** RECORDS **

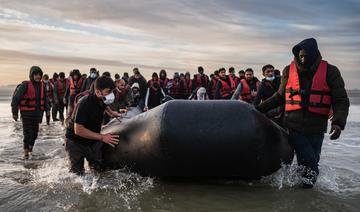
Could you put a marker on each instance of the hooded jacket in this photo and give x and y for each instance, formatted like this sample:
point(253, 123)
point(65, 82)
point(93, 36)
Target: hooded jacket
point(303, 120)
point(37, 114)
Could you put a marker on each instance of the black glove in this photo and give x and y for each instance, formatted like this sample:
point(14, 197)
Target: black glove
point(335, 132)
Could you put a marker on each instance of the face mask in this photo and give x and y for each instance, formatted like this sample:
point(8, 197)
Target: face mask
point(93, 75)
point(108, 99)
point(270, 78)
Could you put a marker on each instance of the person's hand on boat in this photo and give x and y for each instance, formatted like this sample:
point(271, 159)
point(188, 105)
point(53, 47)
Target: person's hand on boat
point(335, 132)
point(115, 114)
point(123, 110)
point(112, 140)
point(253, 93)
point(15, 117)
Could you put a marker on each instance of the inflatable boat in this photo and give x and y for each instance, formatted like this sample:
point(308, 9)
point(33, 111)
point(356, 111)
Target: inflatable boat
point(183, 138)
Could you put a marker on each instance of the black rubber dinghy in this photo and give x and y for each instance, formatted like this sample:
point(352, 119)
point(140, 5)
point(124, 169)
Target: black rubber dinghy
point(214, 138)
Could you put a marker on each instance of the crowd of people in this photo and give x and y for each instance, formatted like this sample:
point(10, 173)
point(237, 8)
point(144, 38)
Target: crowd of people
point(302, 99)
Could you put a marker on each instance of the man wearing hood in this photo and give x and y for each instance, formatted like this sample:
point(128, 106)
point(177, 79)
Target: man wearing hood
point(30, 97)
point(311, 90)
point(247, 88)
point(154, 93)
point(164, 80)
point(268, 86)
point(94, 74)
point(225, 86)
point(200, 79)
point(138, 78)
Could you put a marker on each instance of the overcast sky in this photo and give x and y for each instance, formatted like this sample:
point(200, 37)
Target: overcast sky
point(178, 35)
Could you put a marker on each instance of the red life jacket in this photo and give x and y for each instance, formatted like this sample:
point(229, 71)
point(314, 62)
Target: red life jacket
point(28, 100)
point(60, 87)
point(175, 90)
point(164, 82)
point(75, 89)
point(187, 87)
point(50, 90)
point(319, 99)
point(78, 97)
point(199, 82)
point(122, 94)
point(234, 80)
point(213, 86)
point(245, 93)
point(226, 90)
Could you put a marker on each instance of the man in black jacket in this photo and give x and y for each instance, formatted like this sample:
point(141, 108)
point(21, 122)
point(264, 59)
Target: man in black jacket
point(268, 86)
point(83, 138)
point(30, 97)
point(310, 88)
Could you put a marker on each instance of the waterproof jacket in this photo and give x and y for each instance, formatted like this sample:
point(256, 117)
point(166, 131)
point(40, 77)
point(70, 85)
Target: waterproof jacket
point(21, 91)
point(267, 89)
point(303, 120)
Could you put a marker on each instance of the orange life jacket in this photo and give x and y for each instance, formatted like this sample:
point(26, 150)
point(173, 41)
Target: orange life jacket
point(245, 93)
point(75, 89)
point(226, 90)
point(199, 82)
point(28, 100)
point(187, 87)
point(319, 94)
point(60, 88)
point(213, 86)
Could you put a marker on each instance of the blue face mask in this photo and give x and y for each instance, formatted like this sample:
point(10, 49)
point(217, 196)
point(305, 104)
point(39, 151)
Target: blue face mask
point(108, 99)
point(270, 78)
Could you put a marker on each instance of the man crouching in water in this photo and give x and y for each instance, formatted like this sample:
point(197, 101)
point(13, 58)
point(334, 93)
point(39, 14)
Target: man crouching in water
point(83, 138)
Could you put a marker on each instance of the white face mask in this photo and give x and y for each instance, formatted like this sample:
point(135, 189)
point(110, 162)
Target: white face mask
point(108, 99)
point(93, 75)
point(270, 78)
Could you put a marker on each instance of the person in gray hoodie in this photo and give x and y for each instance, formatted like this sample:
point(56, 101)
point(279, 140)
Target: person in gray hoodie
point(31, 99)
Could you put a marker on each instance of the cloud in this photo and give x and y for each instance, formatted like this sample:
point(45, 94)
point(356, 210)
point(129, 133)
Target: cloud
point(179, 34)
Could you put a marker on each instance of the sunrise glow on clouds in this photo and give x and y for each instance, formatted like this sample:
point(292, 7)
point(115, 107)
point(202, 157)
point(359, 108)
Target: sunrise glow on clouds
point(177, 35)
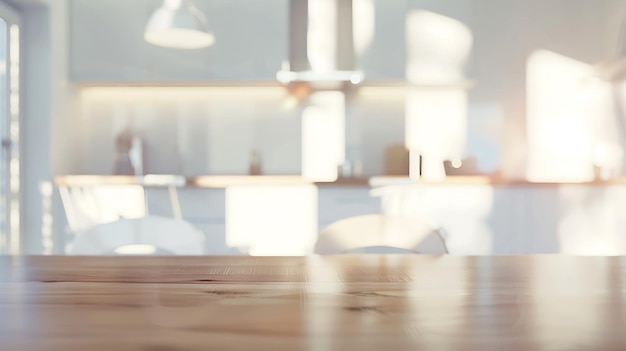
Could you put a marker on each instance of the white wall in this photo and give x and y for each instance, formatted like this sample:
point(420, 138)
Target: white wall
point(36, 121)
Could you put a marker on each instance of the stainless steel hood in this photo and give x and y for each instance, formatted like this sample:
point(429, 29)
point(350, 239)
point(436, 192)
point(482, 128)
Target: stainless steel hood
point(321, 45)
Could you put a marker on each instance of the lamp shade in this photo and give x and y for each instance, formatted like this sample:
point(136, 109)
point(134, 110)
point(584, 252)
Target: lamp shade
point(179, 24)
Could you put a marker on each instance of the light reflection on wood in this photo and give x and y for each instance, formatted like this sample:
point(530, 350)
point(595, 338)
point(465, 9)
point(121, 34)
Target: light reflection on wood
point(349, 302)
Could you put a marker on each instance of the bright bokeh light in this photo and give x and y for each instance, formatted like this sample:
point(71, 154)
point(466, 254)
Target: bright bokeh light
point(437, 48)
point(364, 24)
point(323, 136)
point(279, 220)
point(592, 220)
point(559, 138)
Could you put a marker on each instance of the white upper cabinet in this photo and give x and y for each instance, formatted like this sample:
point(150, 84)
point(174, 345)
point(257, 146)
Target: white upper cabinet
point(107, 44)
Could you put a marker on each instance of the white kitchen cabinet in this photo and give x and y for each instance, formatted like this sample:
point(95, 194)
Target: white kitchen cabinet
point(107, 45)
point(479, 219)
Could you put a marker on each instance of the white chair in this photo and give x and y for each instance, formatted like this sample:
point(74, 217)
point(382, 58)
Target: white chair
point(378, 233)
point(149, 235)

** REQUIRED TASK **
Copy all of the material above word for word, but leave out the pictures.

** SOLVED PROBLEM **
Could you put a marker on each instance of the hooded jacket in this photo and give x and y for each instance, formatted like this sample:
point(253, 123)
point(65, 82)
point(93, 36)
Target: hooded jacket
point(303, 120)
point(37, 114)
Could you put a marker on each instance of the black glove in this photo and give x and y for each instance, formatted like this sample:
point(14, 197)
Target: black glove
point(335, 132)
Could you put a marker on each instance of the face mask in this photo and give x and y for each instance, formatted like this sample:
point(8, 197)
Target: face mask
point(93, 75)
point(108, 99)
point(270, 78)
Could you put a marker on each instance of the person's hand on boat in this photo and give x and y for each instance, formatted like this sample:
point(271, 159)
point(188, 105)
point(53, 47)
Target: person's hand on boat
point(335, 132)
point(115, 114)
point(123, 110)
point(112, 140)
point(253, 93)
point(15, 117)
Could you put a marker on each instance of the inflatable boat in this photo and give x and y for each instance, formatted like this sample:
point(308, 9)
point(33, 111)
point(356, 111)
Target: inflatable boat
point(183, 138)
Could you put a marker on each instance of the black rubber dinghy in this photo and give x and y for each instance, formatted like this sample:
point(352, 119)
point(140, 5)
point(124, 169)
Target: black rubber dinghy
point(214, 138)
Could you put a marker on each instance of the crowd of people in this photo and give x and y for each instance, formatted like this sample:
point(10, 173)
point(237, 8)
point(144, 38)
Target: crowd of people
point(302, 99)
Could you put a marker on each instance of the man wearing hood in this photo and give x and y for each instance, formatted like this sample:
point(128, 106)
point(177, 79)
Target: man wearing hood
point(30, 97)
point(311, 90)
point(247, 88)
point(154, 93)
point(164, 80)
point(268, 86)
point(94, 74)
point(225, 86)
point(200, 79)
point(138, 78)
Could you put a marker on each instance of the overcast sky in this photo and give x and y for each instance, formatted like this sample:
point(200, 37)
Target: overcast sky
point(178, 35)
Could you put a marker on each instance of the red life jacket in this photo and give x and y for each instance, formatted like this sample:
point(229, 71)
point(314, 62)
Target: red life jacket
point(28, 100)
point(60, 87)
point(175, 90)
point(164, 82)
point(75, 89)
point(187, 87)
point(50, 90)
point(319, 99)
point(78, 97)
point(199, 82)
point(122, 94)
point(234, 80)
point(213, 86)
point(245, 93)
point(226, 90)
Could you put a marker on each instance of the man in black jacket in this photo and give x and y for each instance, formatted like this sample:
point(141, 108)
point(21, 122)
point(264, 59)
Target: man in black jacket
point(268, 86)
point(83, 138)
point(30, 97)
point(310, 88)
Could you put a marker on each instance of the waterproof jacket in this photo and give x and y for each instance, formatted like this sample:
point(256, 117)
point(166, 131)
point(40, 77)
point(70, 85)
Target: waterproof jacket
point(21, 91)
point(267, 89)
point(303, 120)
Could you put a marker on each instance of the orange life jacket in this photo and give x and y for each instance, formatted like this sample:
point(26, 150)
point(173, 41)
Target: orange life jacket
point(245, 93)
point(75, 89)
point(226, 90)
point(199, 82)
point(28, 100)
point(187, 87)
point(319, 94)
point(60, 88)
point(213, 86)
Could you put a marker on each instance of the blue face mask in this photo and give x and y for each instance, formatted like this sample:
point(10, 49)
point(217, 196)
point(305, 104)
point(39, 151)
Target: blue face mask
point(108, 99)
point(270, 78)
Could you put a marker on each instance of the man crouching in water in this photo and give x and y for each instance, formatted like this sample:
point(197, 101)
point(13, 58)
point(334, 93)
point(39, 14)
Target: man crouching in water
point(83, 138)
Could you put a marker on each instance of the white face mask in this photo and give x and y for each instance, formatted like this sample:
point(135, 189)
point(110, 162)
Target: white face mask
point(108, 99)
point(93, 75)
point(270, 78)
Could you put a marker on each instance of the person in gray hoodie in this photo and give x and y for each instance, formatted like this sample:
point(56, 101)
point(279, 140)
Target: person in gray hoodie
point(31, 99)
Could you put a marker on each instance of the cloud in this photo and give x and y for each instance, formatted like this sample:
point(45, 94)
point(356, 210)
point(129, 133)
Target: cloud
point(179, 34)
Could you put a marker on each instance of the sunrise glow on clouds in this photo and give x and y for each instance, formatted like this sample:
point(292, 7)
point(115, 107)
point(202, 157)
point(359, 108)
Target: sunrise glow on clouds
point(177, 35)
Could you put a marker on each instance of the white wall in this photo and give x and y for each instance, formatted like this sample:
point(420, 138)
Target: white wall
point(36, 121)
Could you put a marker on each instance of the stainless steel hood in this photo and give x and y for each instance, formatted like this sample:
point(429, 29)
point(350, 239)
point(436, 192)
point(482, 128)
Target: stainless steel hood
point(321, 45)
Could you put a marker on each instance of the lamp shade in this photo and give x and y for each instance, formatted like this sample:
point(136, 109)
point(134, 110)
point(584, 252)
Target: lamp shade
point(179, 24)
Could you put a marker on each instance of the light reflection on wood in this photo and give x and y for each instance, formatted like this sample:
point(530, 350)
point(595, 338)
point(465, 9)
point(121, 34)
Target: light reflection on wood
point(349, 302)
Could you put a marker on each instance of the bright bokeh light in this photo and give x and y for each instance, formatted like this sample:
point(71, 154)
point(466, 254)
Target: bright bokeh light
point(437, 48)
point(364, 24)
point(323, 136)
point(279, 220)
point(592, 220)
point(559, 138)
Could you put a marker on each instance of the white upper cabinet in this photo and give x and y for each instance, formatted like this sample:
point(150, 84)
point(174, 345)
point(257, 146)
Target: white upper cabinet
point(107, 44)
Could you put a marker on each instance of the white kitchen cabinet in this photo and give x and y for each instance, formatted like this sample:
point(95, 194)
Target: white kitchen cabinet
point(107, 45)
point(479, 219)
Could you put a marker on each instance of the white chair in this photo and give x and y for each instance, formatted like this sample:
point(74, 217)
point(382, 58)
Target: white chair
point(378, 233)
point(149, 235)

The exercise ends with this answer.